_WHAT THE TASK ASKS_: Arrange every line of all the entries below as a Markdown table with two columns, No. and Line, numbering the rows in order and leaving out blank lines.

====== ENTRIES SUPPLIED

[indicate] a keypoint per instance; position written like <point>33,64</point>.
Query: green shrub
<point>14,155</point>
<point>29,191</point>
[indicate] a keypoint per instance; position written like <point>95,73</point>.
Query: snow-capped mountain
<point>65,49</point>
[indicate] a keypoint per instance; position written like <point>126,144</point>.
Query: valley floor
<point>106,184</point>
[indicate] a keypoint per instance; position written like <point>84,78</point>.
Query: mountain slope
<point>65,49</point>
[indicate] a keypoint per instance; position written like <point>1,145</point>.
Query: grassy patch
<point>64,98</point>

============

_WORKED ANSWER_:
| No. | Line |
|---|---|
| 1 | [indicate] a keypoint per instance; position written like <point>33,64</point>. |
| 2 | Query: green shrub |
| 3 | <point>14,155</point> |
| 4 | <point>29,191</point> |
| 5 | [indicate] a keypoint per instance; position written like <point>95,73</point>. |
| 6 | Query: snow-capped mountain |
| 7 | <point>65,49</point> |
| 8 | [indicate] a keypoint per instance; position written like <point>126,144</point>. |
| 9 | Query: valley floor |
| 10 | <point>106,184</point> |
| 11 | [indicate] a keypoint per instance; position written like <point>84,78</point>. |
| 12 | Query: mountain slope |
| 13 | <point>65,49</point> |
| 14 | [indicate] a keypoint per instance; position written like <point>1,145</point>. |
| 15 | Query: grassy patch |
| 16 | <point>64,98</point> |